Data provided START

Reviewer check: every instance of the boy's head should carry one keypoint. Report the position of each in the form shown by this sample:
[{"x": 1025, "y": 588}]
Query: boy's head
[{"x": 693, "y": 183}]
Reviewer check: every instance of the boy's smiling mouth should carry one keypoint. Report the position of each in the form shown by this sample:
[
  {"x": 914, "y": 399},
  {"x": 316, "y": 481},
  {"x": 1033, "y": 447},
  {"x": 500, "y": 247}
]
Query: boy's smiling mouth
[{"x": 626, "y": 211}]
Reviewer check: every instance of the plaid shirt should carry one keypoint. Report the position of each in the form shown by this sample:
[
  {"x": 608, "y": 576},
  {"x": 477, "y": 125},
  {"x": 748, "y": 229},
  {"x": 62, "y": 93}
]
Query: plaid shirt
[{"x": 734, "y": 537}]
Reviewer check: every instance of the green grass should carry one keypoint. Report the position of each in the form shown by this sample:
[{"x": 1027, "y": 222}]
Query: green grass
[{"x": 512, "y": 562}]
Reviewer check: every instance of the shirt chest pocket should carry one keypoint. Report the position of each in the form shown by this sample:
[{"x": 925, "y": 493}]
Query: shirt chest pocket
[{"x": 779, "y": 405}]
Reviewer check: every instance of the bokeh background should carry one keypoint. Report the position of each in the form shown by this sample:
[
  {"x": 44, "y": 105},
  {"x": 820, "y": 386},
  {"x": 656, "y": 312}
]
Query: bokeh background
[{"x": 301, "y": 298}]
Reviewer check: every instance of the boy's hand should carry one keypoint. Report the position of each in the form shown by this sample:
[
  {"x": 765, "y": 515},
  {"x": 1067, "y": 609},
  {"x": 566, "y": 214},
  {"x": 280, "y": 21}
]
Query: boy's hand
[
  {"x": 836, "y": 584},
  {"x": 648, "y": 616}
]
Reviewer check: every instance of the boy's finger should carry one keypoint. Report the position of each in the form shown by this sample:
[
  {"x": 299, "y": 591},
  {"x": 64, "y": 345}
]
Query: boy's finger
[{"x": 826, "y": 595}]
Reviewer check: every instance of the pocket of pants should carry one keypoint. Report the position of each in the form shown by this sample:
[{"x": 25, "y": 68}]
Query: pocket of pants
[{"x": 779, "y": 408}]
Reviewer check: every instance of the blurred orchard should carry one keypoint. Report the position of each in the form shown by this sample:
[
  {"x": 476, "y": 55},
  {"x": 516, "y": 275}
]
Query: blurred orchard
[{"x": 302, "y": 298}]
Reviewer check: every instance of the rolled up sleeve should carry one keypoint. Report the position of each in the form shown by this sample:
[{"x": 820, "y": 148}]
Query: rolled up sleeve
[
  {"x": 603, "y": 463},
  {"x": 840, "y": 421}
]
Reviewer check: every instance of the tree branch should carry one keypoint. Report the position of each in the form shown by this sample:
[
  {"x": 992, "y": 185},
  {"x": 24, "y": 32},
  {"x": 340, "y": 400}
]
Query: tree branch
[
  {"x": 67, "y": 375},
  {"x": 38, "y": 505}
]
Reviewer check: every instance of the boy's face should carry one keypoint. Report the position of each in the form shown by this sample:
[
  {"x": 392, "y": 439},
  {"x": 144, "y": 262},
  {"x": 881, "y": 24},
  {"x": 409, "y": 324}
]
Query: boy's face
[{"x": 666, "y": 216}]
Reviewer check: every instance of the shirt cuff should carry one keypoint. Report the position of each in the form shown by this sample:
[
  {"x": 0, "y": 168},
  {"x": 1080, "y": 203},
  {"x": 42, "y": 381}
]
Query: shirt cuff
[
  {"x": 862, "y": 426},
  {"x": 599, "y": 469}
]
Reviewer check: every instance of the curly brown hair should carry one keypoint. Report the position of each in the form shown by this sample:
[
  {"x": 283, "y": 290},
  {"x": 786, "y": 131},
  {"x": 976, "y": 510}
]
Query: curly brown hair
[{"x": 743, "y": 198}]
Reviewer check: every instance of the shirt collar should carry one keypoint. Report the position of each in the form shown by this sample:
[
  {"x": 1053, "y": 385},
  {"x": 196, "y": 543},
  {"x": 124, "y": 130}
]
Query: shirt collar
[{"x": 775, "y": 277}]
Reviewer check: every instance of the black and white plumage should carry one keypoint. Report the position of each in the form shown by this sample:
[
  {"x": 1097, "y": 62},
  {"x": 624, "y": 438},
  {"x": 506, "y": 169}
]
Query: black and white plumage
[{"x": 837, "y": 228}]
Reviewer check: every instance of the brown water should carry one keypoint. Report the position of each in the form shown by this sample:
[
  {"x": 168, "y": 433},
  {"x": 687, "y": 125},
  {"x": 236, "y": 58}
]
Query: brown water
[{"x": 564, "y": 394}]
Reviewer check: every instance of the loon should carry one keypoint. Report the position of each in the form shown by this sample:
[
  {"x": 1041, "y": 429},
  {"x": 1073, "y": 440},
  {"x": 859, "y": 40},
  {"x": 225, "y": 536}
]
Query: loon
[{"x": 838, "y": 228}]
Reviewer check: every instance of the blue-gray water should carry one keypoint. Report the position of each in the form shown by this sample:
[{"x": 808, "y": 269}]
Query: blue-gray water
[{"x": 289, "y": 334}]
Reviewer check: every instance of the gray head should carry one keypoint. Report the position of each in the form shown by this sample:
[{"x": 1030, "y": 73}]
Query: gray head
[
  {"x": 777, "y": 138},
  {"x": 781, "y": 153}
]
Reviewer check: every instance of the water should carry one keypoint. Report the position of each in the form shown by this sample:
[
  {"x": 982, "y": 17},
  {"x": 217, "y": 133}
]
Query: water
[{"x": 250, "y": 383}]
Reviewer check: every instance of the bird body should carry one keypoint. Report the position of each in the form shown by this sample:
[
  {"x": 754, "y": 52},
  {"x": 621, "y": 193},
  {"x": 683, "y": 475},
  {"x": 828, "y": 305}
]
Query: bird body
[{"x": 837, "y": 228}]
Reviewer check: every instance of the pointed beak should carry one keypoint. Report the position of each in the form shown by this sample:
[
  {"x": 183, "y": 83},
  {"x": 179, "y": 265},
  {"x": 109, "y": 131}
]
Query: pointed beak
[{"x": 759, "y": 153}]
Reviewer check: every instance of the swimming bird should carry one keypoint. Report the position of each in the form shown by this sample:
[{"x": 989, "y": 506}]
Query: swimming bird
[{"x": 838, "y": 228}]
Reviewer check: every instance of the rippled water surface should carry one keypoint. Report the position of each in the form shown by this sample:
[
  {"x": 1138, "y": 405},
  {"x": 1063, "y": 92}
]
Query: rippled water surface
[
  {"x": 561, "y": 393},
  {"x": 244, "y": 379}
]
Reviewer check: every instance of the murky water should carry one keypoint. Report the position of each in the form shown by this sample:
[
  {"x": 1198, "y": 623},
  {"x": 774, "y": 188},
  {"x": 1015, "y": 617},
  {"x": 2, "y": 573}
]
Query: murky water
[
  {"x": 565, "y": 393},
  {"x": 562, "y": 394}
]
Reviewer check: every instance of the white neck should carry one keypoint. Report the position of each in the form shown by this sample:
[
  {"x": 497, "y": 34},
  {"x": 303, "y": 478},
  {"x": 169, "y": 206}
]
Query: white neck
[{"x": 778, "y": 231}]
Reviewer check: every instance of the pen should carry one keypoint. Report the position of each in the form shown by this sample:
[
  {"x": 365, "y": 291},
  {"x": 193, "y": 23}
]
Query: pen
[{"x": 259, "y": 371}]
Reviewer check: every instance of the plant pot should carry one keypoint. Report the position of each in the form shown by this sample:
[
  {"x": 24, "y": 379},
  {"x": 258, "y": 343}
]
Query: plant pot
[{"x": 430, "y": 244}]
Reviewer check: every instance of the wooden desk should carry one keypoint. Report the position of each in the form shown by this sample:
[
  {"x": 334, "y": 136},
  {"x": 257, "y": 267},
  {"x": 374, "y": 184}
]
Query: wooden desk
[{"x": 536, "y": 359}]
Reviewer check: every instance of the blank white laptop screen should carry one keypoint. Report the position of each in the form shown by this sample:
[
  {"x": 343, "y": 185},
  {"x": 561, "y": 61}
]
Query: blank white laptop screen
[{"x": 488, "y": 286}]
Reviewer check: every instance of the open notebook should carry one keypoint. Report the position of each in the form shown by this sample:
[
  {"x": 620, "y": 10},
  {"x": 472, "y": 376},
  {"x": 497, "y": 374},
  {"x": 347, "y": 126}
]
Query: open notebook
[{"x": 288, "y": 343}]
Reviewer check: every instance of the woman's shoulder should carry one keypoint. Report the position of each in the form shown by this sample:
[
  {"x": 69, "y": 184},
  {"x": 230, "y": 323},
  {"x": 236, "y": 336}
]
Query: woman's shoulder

Data provided END

_What is needed_: Determine the number of lines in the data that include the word "shoulder", and provide that number without comment.

_Response area_: 2